ITEMS:

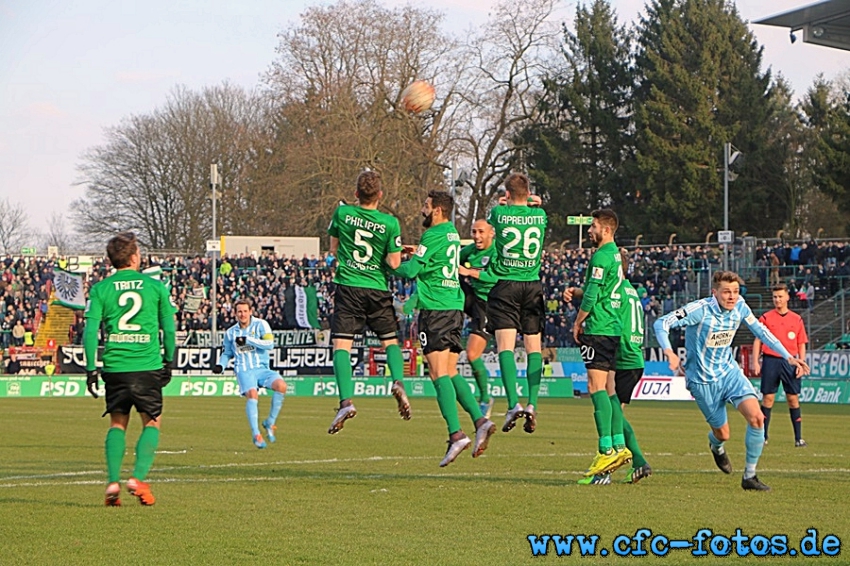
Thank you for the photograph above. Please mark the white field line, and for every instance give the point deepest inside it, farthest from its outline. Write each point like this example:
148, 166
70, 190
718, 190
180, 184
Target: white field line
27, 480
381, 476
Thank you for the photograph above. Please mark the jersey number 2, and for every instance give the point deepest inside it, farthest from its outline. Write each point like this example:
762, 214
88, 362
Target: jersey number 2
124, 323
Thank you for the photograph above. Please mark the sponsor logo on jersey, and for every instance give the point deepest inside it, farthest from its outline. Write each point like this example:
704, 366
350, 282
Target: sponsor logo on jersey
720, 339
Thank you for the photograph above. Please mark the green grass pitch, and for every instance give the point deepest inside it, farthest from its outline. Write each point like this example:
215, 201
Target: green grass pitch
374, 494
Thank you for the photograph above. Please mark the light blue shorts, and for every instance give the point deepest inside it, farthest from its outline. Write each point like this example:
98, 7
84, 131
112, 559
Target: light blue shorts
256, 378
711, 398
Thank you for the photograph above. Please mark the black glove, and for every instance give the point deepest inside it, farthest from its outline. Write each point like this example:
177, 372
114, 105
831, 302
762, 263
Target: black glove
165, 376
91, 382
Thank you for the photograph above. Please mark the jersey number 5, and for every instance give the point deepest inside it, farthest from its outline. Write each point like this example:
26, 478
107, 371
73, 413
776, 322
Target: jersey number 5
360, 237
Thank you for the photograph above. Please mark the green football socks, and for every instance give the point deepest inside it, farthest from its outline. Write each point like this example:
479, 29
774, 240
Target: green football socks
396, 362
479, 371
535, 372
617, 425
145, 450
602, 416
115, 447
466, 398
508, 366
447, 400
342, 373
638, 458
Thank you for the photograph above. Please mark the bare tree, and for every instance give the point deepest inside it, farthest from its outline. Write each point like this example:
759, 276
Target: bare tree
57, 234
337, 83
506, 62
152, 175
13, 226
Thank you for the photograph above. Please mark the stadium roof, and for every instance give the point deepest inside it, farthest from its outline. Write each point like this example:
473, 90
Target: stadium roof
824, 23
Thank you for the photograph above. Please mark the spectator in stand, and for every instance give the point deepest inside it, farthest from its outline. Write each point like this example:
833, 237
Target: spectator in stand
14, 365
18, 332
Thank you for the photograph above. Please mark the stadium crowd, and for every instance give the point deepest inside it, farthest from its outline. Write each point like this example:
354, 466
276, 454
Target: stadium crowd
665, 277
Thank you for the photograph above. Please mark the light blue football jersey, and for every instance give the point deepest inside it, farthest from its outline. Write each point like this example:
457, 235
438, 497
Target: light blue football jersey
255, 353
709, 331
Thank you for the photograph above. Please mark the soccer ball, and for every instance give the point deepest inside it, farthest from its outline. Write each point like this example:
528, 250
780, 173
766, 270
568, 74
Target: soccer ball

EXERCISE INSTRUCTIONS:
The records above are to be quoted exactly, with all pictures left out.

SOLVED PROBLEM:
Thank you for the photograph above. Please mark the white field line, and for every instance give the point deepest inside it, farthest from its outline. Write each point like this example:
148, 166
70, 190
718, 190
180, 184
Target: white field line
27, 480
381, 476
Thank you for the photograph above. Please mark the jersey number 2, and for every instance give the point deepest inside it, farthest from its outline. Write each point like this example:
762, 214
88, 362
Target: jersey number 2
124, 323
Thank you for the photograph above. Please mark the sponsor logo on jersey, and for every instance give the point deepest inside it, farthest from its outline. Write each point like this example:
704, 366
350, 282
Target: sponsor logo on jersey
720, 339
Thank you for the photograph above. Please mark the green grass pitch, and for every instance give the point deepest inside it, farthest from its outline. Write each point like this example:
215, 201
Target: green grass pitch
374, 494
Thank you for the photograph above. Please mark the light blue shorts, and for every instance give the point deepest inside it, farthest from its outline. Write each point like this example:
98, 7
84, 131
112, 559
Target: light blue shorts
256, 378
711, 398
Thank you for the photograph above. Please mark the black glove, and for every instance give the point deepest inside it, farthest from its outline. Write each point like this example:
177, 372
114, 105
831, 302
762, 263
Target: black glove
165, 376
91, 382
Thank you for the photograph above. Please mark the jersey number 5, and for every instance give the point deepest inside it, farthest from its outline. Write each point like this example:
26, 478
107, 371
73, 413
776, 322
Target: jersey number 5
360, 237
Thank you for the photograph above. Please mark the green football socks, and for every instance give the point deepest inside it, farthest from its outline. Write each point like this example:
479, 29
774, 240
Target: green football socks
396, 362
479, 371
535, 372
617, 425
145, 450
602, 416
115, 447
466, 398
508, 366
447, 400
342, 373
638, 458
Thank you for the photograph above. Please mark the bare tree, and for every instance give the point deepest inside it, farthest from its outline. Write each point like this example:
759, 276
Target: bare tree
57, 234
337, 83
506, 62
152, 175
13, 226
Thank you for the photograph above. Please mark the stadium roof, and for every instance give the point deepest inside it, farthest from its outline. Write each point like this example:
473, 90
Target: stadium roof
824, 23
Thank you for the photograph above. Please mark the spectator in stand, and for every instance give the point deepest inside it, farthest from its outline. Write each point like this example:
833, 237
Target: spectator in stand
14, 365
18, 332
Thank you for the photograph above. Please mark the stadium crowd, and for every instance give the point deepest inside it, farthest from its outline. Write each point like this example:
354, 466
276, 454
Target: stadium crowd
665, 277
Thank you for the photograph above. Please mark the light blue football jersey, and for every instance give the point deepest inside it, farthest from its outline. Write each point like this example:
457, 235
438, 497
Target: light blue football jersey
255, 353
709, 331
Thank you for the photograph above. Please mark the soccer ball, and for every instance give the point deepest inside it, farthest from its outline. Write each point like this example:
528, 250
780, 173
766, 270
568, 74
Target: soccer ball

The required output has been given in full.